• [Provided text]
# # # #
Anachronisms that persist

I don’t know f it’s universal, but I also still “rewind” videos or music tracks, may they be files in a media player or tracks on CDs/DVDs/Blu-Rays.

I also often say that I “put on a record” if I add an album to my queue in a streaming app/website.

The terminology for the email “in box” and “out box” dates back to small physical boxes that sat on work desktops, for incoming and outgoing paper memos.

Not being snarky, just genuinely curious: what do you mean by “rewinding” a CD/DVD/Blu-Ray? Do you mean if you replay them you just call it “rewinding”?

I use it when I click the, well, rewind button (<<) (that’s still the same symbol as it was on tape recorders and cassette players) to skip back in a song or video.

Ah, ok, got it.

I have that. But my assistant stopped putting things in it or taking things out years ago. I just looked, my inbox still has papers there from 2015. My outbox is empty though.

I’ve occasionally heard people use “videoing” for this. Somehow that sounds more awkward than the anachronistic term “filming.”

How about just ‘recording’? At one time that might have been thought of as only recording audio, but I think these days the default is video.

I still refer to a collection of songs that were released at the same time by a band or musician under a collective title as an ‘album’.

I don’t know if that’s an anachronism though-- the word ‘album’ may evoke a plastic grooved spinning disk for some people, but there are other types of albums, such as a photo album, so I think album may in general apply to a somehow related collection of similar things.

Let’s see…from Merriam-Webster:

Definition of album

1a : a book with blank pages used for making a collection (as of autographs, stamps, coins, or photographs)

b : a cardboard container for a phonograph record : JACKET

c : one or more recordings (as on tape or disc) produced as a single unita 2-CD album

2 : a collection usually in book form of literary selections, musical compositions, or pictures : ANTHOLOGY

I seem to remember that “album” for a collection of songs came from the shellac days, when a collection of more than the usual two songs on two sides of a shellac 7 inch was released on multiple discs in a box as an album.

I doubt steamroller is a British-ism, as in German they are called Dampfwalzen, Dampf being steam and Walze being a roller (also called a roller compactor or a road roller, Wikipedia explains). Spanish is more to the point: aplanadora, that is, flattener.
Or apisonadora, which seems more difficult to translate literally

I’m not familiar with either of those, and I’m quite old enough to remember the cranks and how annoying they were, especially at a tollbooth [those are going away too!] on a rainy day.
# # # #
Entries drawn from a collection:
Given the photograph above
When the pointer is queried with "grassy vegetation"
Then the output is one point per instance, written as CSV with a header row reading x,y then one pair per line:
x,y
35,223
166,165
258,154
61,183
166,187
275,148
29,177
# # # #
• [The tasks]
1: In the thread on anachronisms, what did the email terms "in box" and "out box" first refer to?
2: Using the thread on anachronisms, mark each statement yes or no: (a) One poster uses "rewind" to mean pressing the << button to skip back in a song or video. (b) The poster with the physical inbox says the outbox still holds papers from 2015. (c) In German, steamrollers are called Dampfwalzen.
3: Extend the thread on anachronisms, picking up after its final sentence.

• [Answers for the tasks]
1: Small physical boxes on work desktops that held incoming and outgoing paper memos.

2:
(a) Yes: "I use it when I click the, well, rewind button (<<)" and "to skip back in a song or video."
(b) No: "my inbox still has papers there from 2015. My outbox is empty though."
(c) Yes: "in German they are called Dampfwalzen."

3:
Anyway, my gesture is to hold my hand out flat and horizontal, palm facing down, and slowly move it downward.

As to “rolling down” car windows, I find lowering my window and leaning out towards whoever I want to speak to gets the message across just fine.

IANA Spanish speaker much.

AIUI, Pista is more or less “road”. So is this perhaps a “road maker” or “road making machine”?

By analogy in English we have the term “road grader” for a machine that planes and slopes dirt. it’s used for lots more tasks than making roadbeds, but still has the “road” burned into the colloquial name. I hear the the pros call them just “graders”.


As to “steamroller” in English I hear and use “pavement roller” or “asphalt roller” nowadays. I don’t think I’d say “steamroller” as a first choice unless I just wasn’t thinking.

No, I believe pista is the wrong ethymology here, apisonadora rather stems from either piso or pisar, piso being ground (like the one you stand on, then it would be a grounder) and pisar being the verb to step on (so a stepper? Does not sound snappy to me).

I’m reminded of an exchange I heard on a morning radio program here in Chicago, probably a couple of decades ago, now. The DJs were talking to a listener who had called in, and when they asked him what he did for a living, he said (in a classic Chicago accent), “I drive da schmoodah.” This, of course, led the DJs to ask, “What’s a ‘schmoodah’?” “Ya know, when dey put down new ashphalt (sic), I drive da machine dat schmoods out da ashphalt. Da schmoodah!”

According to wikipedia, the earliest use of “record album” referred to a bound collection of empty record sleeves, that you could use to store your 78s. In the 1930s they began issuing collections of 78s by a single performer, or in a particular type of music, in these kind of albums. I quote: “Most albums included three or four records, with two sides each, making six or eight compositions per album.”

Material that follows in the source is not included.